## start

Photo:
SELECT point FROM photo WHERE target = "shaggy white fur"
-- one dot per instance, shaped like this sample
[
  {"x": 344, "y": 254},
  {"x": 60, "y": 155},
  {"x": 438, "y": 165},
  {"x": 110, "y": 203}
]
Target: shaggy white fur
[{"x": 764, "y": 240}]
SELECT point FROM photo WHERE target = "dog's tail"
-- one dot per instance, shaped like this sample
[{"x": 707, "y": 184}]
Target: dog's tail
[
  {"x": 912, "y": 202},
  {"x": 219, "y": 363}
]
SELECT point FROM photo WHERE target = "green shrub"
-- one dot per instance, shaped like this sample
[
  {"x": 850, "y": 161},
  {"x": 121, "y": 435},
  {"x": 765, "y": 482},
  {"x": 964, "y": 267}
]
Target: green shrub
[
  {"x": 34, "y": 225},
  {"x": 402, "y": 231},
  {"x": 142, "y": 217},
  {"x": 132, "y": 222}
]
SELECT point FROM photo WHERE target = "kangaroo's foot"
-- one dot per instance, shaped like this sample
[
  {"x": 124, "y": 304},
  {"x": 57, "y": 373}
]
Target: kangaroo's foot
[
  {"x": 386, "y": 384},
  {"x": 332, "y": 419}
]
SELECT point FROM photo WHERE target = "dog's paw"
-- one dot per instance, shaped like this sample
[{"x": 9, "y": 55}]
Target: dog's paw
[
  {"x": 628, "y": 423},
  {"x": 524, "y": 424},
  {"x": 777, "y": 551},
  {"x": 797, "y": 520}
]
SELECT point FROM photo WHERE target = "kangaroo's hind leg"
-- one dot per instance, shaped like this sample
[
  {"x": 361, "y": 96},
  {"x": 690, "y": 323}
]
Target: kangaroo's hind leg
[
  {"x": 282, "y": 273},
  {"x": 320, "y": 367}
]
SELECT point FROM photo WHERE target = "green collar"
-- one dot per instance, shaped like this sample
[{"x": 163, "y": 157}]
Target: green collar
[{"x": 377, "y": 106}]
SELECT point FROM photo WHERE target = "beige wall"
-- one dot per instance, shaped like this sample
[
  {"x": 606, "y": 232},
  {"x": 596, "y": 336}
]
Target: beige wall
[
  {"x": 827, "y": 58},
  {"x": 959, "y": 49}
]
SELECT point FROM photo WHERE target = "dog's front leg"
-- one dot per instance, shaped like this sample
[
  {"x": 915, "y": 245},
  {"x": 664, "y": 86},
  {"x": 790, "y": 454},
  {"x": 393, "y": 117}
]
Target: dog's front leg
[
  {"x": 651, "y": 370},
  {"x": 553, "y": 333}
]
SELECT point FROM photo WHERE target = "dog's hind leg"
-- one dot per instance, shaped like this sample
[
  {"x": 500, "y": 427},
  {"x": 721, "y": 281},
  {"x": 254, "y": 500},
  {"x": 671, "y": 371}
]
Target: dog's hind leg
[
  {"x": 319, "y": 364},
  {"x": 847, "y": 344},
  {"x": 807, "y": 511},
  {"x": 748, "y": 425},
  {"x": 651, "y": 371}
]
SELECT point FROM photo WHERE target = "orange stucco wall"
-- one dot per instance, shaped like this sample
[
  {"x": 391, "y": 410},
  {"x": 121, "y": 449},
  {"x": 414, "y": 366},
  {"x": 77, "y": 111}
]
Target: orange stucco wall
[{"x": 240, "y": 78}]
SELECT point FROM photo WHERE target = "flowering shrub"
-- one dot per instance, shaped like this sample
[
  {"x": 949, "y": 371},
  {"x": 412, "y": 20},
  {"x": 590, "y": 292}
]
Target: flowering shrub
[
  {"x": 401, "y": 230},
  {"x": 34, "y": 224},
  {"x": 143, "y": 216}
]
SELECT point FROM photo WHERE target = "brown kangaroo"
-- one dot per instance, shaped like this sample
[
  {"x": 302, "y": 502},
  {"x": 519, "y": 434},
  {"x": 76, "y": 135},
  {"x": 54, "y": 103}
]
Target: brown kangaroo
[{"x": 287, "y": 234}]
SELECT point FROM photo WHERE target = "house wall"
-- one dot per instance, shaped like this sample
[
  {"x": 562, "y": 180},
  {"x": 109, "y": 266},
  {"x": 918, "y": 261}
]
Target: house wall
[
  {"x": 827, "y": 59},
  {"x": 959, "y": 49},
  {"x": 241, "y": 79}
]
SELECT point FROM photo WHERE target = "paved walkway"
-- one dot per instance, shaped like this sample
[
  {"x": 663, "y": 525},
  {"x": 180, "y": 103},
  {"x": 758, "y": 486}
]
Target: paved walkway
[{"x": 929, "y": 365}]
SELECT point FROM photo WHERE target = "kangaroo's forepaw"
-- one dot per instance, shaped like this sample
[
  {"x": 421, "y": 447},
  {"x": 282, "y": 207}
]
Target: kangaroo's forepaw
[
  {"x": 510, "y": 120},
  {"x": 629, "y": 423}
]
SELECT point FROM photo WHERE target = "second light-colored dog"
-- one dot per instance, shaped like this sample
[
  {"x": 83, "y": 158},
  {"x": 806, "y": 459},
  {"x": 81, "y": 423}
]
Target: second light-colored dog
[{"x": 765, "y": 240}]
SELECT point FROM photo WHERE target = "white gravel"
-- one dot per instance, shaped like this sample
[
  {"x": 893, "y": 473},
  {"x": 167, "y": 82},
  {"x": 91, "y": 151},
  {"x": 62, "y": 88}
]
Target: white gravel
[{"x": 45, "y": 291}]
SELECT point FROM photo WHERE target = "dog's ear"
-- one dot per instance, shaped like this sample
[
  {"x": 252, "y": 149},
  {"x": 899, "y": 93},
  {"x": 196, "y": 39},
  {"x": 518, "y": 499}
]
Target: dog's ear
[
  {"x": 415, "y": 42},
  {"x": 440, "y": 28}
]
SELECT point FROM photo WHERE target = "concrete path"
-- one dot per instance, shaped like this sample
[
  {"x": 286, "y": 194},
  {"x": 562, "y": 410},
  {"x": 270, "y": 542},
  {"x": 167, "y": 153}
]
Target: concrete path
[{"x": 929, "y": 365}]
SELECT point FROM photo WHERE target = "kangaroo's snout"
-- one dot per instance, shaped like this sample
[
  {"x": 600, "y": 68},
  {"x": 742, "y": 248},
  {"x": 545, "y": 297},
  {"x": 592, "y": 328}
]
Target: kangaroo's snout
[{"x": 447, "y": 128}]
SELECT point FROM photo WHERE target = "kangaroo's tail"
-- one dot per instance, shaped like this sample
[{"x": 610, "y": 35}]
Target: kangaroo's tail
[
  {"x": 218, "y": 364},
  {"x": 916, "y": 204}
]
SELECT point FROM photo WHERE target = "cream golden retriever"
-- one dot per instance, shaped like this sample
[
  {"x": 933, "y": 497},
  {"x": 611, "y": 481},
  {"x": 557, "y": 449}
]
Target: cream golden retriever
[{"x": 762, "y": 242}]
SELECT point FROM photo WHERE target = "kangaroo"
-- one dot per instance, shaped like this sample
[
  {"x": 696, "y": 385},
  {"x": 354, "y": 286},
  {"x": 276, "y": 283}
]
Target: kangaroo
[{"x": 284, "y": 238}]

## end

Repeat all the entries exactly as given.

*THE REPLY*
Photo:
SELECT point FROM photo WHERE target = "shaggy white fur"
-- one dot per instance, shaped like this sample
[
  {"x": 344, "y": 254},
  {"x": 60, "y": 155},
  {"x": 438, "y": 165},
  {"x": 110, "y": 203}
]
Target: shaggy white fur
[{"x": 764, "y": 240}]
SELECT point FROM photo WHERE target = "dog's tail"
-- one dot per instance, shaped like this sample
[{"x": 707, "y": 184}]
Target: dog's tail
[
  {"x": 912, "y": 202},
  {"x": 219, "y": 363}
]
SELECT point FROM photo WHERE target = "green shrub"
-- one dot per instance, shaped like this sample
[
  {"x": 850, "y": 161},
  {"x": 121, "y": 435},
  {"x": 765, "y": 482},
  {"x": 964, "y": 267}
]
Target: green shrub
[
  {"x": 34, "y": 225},
  {"x": 402, "y": 231},
  {"x": 142, "y": 217},
  {"x": 132, "y": 222}
]
SELECT point FROM photo WHERE target = "kangaroo's foot"
-- one dot per instance, shaped like this sample
[
  {"x": 124, "y": 304},
  {"x": 57, "y": 373}
]
Target: kangaroo's foot
[
  {"x": 386, "y": 384},
  {"x": 332, "y": 419}
]
SELECT point FROM photo WHERE target = "dog's paw"
-- one dot per instance, shaped like this sample
[{"x": 9, "y": 55}]
Target: dog's paw
[
  {"x": 628, "y": 423},
  {"x": 524, "y": 424},
  {"x": 777, "y": 551},
  {"x": 797, "y": 520}
]
SELECT point FROM photo WHERE target = "kangaroo's hind leg"
-- one dot per instance, shaped like this sample
[
  {"x": 361, "y": 96},
  {"x": 690, "y": 323}
]
Target: kangaroo's hind leg
[
  {"x": 282, "y": 273},
  {"x": 320, "y": 367}
]
SELECT point FROM photo WHERE target = "green collar"
-- one dot per instance, shaped like this sample
[{"x": 163, "y": 157}]
Target: green collar
[{"x": 377, "y": 106}]
SELECT point FROM photo WHERE target = "beige wall"
-- one dot per instance, shaped like this sample
[
  {"x": 606, "y": 232},
  {"x": 596, "y": 336}
]
Target: beige wall
[
  {"x": 827, "y": 58},
  {"x": 959, "y": 49}
]
SELECT point FROM photo WHERE target = "dog's front leg"
-- one dot per instance, shaped like this sample
[
  {"x": 915, "y": 245},
  {"x": 664, "y": 86},
  {"x": 790, "y": 454},
  {"x": 393, "y": 117}
]
Target: dog's front leg
[
  {"x": 651, "y": 370},
  {"x": 553, "y": 333}
]
SELECT point FROM photo WHERE target = "dog's hind leg"
-- one dot per instance, shaped like this sample
[
  {"x": 500, "y": 427},
  {"x": 721, "y": 281},
  {"x": 254, "y": 500},
  {"x": 671, "y": 371}
]
Target: dog's hind leg
[
  {"x": 319, "y": 364},
  {"x": 847, "y": 344},
  {"x": 807, "y": 511},
  {"x": 748, "y": 425},
  {"x": 651, "y": 371}
]
SELECT point FROM photo WHERE target = "orange stucco wall"
-- one dot per instance, shaped like this sample
[
  {"x": 391, "y": 410},
  {"x": 121, "y": 449},
  {"x": 414, "y": 366},
  {"x": 77, "y": 111}
]
Target: orange stucco wall
[{"x": 240, "y": 78}]
SELECT point FROM photo WHERE target = "flowering shrub"
-- one dot per instance, shaped like this sample
[
  {"x": 949, "y": 371},
  {"x": 412, "y": 20},
  {"x": 590, "y": 292}
]
Target: flowering shrub
[
  {"x": 401, "y": 230},
  {"x": 34, "y": 224},
  {"x": 143, "y": 216}
]
SELECT point FROM photo WHERE target = "brown kangaroo"
-- one dot per instance, shaped like this sample
[
  {"x": 302, "y": 502},
  {"x": 519, "y": 434},
  {"x": 76, "y": 135},
  {"x": 54, "y": 103}
]
Target: brown kangaroo
[{"x": 287, "y": 234}]
SELECT point FROM photo WHERE target = "house wall"
-- one dot per instance, shaped like this sample
[
  {"x": 562, "y": 180},
  {"x": 109, "y": 266},
  {"x": 918, "y": 261}
]
Target: house wall
[
  {"x": 827, "y": 59},
  {"x": 959, "y": 49},
  {"x": 241, "y": 79}
]
SELECT point FROM photo WHERE target = "paved walkway"
-- one dot per instance, shaped like this sample
[
  {"x": 663, "y": 525},
  {"x": 180, "y": 103},
  {"x": 758, "y": 486}
]
Target: paved walkway
[{"x": 929, "y": 365}]
SELECT point FROM photo WHERE target = "kangaroo's forepaw"
-- one dot per instance, shaped like this sample
[
  {"x": 421, "y": 447},
  {"x": 282, "y": 207}
]
Target: kangaroo's forepaw
[
  {"x": 510, "y": 120},
  {"x": 629, "y": 423}
]
SELECT point FROM photo WHERE target = "second light-colored dog"
-- one dot per instance, shaped like this sample
[
  {"x": 83, "y": 158},
  {"x": 806, "y": 459},
  {"x": 81, "y": 423}
]
Target: second light-colored dog
[{"x": 765, "y": 240}]
SELECT point FROM photo WHERE target = "white gravel"
-- one dot per instance, shaped like this sample
[
  {"x": 893, "y": 473},
  {"x": 167, "y": 82},
  {"x": 91, "y": 151},
  {"x": 62, "y": 88}
]
Target: white gravel
[{"x": 45, "y": 291}]
SELECT point FROM photo WHERE target = "dog's ear"
-- one dot per instance, shaped like this sample
[
  {"x": 252, "y": 149},
  {"x": 899, "y": 93},
  {"x": 196, "y": 39},
  {"x": 518, "y": 499}
]
Target: dog's ear
[
  {"x": 415, "y": 42},
  {"x": 440, "y": 28}
]
SELECT point FROM photo WHERE target = "concrete path"
-- one dot per instance, shaped like this sample
[
  {"x": 286, "y": 194},
  {"x": 562, "y": 410},
  {"x": 270, "y": 542},
  {"x": 167, "y": 153}
]
Target: concrete path
[{"x": 929, "y": 365}]
SELECT point FROM photo WHERE target = "kangaroo's snout"
-- one dot per instance, shaped like this sample
[
  {"x": 600, "y": 68},
  {"x": 742, "y": 248},
  {"x": 545, "y": 297},
  {"x": 592, "y": 328}
]
Target: kangaroo's snout
[{"x": 447, "y": 128}]
SELECT point FROM photo WHERE target = "kangaroo's tail"
-- one dot per instance, shaped like this sample
[{"x": 610, "y": 35}]
Target: kangaroo's tail
[
  {"x": 218, "y": 364},
  {"x": 916, "y": 204}
]
SELECT point FROM photo WHERE target = "cream golden retriever"
-- one dot per instance, shaped like this sample
[
  {"x": 933, "y": 497},
  {"x": 611, "y": 481},
  {"x": 557, "y": 449}
]
Target: cream golden retriever
[{"x": 762, "y": 242}]
SELECT point FROM photo WHERE target = "kangaroo"
-- one dot per instance, shaped like this sample
[
  {"x": 696, "y": 385},
  {"x": 354, "y": 286},
  {"x": 276, "y": 283}
]
Target: kangaroo
[{"x": 284, "y": 238}]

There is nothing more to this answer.